[Begin Supplied entries]

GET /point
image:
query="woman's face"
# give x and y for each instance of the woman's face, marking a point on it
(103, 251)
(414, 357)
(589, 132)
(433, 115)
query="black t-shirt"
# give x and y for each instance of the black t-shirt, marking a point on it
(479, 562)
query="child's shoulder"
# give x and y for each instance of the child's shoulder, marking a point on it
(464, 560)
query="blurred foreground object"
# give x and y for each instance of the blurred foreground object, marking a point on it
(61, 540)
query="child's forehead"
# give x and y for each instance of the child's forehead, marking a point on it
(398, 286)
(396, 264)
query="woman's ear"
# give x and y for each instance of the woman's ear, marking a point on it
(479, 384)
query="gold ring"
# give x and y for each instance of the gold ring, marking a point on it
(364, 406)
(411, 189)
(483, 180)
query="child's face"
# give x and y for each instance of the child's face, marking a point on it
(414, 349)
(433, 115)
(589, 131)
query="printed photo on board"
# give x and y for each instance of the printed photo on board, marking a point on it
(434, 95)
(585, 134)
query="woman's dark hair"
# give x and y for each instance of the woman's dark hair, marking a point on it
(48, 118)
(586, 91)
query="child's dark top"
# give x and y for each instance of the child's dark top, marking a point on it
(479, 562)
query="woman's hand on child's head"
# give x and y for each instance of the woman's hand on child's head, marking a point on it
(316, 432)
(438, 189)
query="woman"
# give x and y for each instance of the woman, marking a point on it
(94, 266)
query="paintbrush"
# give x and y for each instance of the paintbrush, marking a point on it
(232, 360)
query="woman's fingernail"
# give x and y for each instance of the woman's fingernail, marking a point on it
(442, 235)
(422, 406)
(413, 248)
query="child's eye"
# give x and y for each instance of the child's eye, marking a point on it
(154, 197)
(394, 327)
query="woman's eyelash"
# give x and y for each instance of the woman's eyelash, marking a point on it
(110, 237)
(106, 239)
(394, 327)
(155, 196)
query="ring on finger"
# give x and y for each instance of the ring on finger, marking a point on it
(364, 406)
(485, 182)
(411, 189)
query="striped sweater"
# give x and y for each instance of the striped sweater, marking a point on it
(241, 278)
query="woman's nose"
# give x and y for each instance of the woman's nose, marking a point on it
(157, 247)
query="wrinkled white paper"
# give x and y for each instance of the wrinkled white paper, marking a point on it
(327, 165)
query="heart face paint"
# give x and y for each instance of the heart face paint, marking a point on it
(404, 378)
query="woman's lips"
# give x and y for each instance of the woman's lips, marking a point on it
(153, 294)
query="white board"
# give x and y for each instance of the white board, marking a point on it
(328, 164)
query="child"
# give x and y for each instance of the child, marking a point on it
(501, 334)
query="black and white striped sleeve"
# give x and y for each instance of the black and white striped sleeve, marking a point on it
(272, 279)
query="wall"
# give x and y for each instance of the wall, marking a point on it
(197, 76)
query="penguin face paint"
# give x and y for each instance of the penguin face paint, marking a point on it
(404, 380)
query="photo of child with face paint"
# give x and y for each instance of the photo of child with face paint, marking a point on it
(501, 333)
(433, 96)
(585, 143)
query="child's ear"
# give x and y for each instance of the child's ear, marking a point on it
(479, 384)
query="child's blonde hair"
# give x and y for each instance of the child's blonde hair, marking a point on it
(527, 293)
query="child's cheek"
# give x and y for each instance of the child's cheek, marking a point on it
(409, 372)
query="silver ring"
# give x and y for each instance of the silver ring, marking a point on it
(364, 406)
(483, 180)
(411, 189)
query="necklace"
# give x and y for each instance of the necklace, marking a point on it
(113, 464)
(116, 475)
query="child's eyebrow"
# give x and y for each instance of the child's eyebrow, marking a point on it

[End Supplied entries]
[Begin Supplied entries]

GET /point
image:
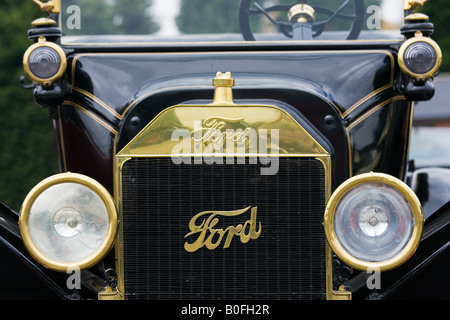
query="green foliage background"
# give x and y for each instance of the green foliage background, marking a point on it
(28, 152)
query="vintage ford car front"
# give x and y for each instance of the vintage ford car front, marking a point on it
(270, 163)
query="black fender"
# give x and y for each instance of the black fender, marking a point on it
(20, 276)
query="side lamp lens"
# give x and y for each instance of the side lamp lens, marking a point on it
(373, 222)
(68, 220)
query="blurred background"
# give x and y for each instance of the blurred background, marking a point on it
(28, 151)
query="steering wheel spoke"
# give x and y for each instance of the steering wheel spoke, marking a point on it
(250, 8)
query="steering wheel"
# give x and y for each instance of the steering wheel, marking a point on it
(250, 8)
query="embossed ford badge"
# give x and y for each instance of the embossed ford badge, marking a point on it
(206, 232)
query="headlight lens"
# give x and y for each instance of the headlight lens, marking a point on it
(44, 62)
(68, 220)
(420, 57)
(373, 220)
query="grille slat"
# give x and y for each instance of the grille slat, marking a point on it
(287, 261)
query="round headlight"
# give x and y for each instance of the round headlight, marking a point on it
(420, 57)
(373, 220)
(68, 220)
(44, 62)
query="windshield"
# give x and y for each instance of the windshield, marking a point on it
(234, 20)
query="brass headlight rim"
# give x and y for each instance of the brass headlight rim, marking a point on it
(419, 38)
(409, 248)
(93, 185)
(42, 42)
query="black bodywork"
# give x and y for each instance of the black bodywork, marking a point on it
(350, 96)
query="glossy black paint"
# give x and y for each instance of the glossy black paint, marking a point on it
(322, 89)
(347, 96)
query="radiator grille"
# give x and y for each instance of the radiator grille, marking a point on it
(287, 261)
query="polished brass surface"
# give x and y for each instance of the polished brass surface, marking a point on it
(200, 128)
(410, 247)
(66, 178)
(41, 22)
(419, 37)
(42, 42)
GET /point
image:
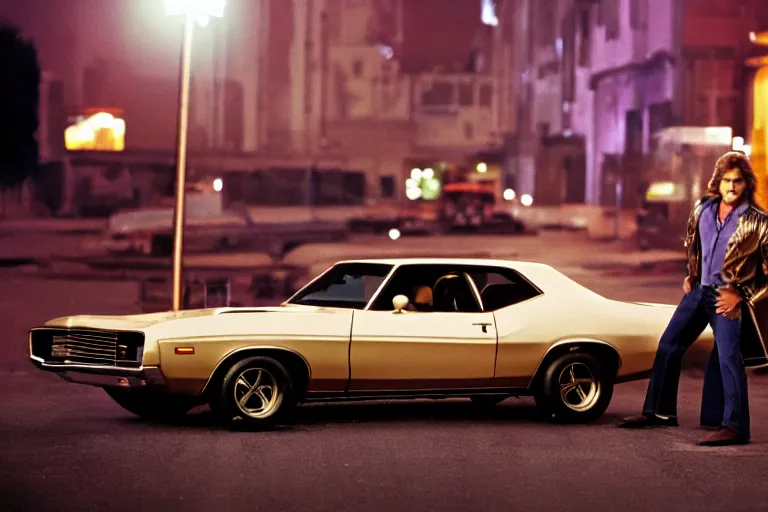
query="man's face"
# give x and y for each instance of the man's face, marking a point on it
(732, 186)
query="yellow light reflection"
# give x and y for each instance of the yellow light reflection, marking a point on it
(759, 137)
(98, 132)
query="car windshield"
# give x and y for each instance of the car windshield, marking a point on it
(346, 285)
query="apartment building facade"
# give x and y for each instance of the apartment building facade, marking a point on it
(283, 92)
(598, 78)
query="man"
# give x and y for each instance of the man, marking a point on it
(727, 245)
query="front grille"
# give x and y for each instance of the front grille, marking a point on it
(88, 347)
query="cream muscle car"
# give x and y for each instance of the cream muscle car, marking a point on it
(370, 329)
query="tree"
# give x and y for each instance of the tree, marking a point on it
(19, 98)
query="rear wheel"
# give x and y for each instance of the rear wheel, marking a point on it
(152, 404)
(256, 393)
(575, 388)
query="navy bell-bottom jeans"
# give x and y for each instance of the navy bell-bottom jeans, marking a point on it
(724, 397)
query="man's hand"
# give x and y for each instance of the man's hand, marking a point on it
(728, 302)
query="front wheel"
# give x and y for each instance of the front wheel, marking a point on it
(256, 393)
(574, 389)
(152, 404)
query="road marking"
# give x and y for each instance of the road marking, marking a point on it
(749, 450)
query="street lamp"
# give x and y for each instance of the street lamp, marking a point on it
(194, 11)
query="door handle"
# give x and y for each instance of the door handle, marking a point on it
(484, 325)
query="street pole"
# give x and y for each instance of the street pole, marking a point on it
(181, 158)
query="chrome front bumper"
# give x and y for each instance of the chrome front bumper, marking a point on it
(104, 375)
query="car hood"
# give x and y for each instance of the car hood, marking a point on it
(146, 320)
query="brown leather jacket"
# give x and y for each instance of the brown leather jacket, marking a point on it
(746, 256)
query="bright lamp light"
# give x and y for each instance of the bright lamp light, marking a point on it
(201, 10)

[End Supplied entries]

Instructions for the task -> Collect every line in the entries that contains the word "facade".

Response for this exercise ->
query="apartment building facade"
# give x and y for each instance of the apartment building facade, marking a point on it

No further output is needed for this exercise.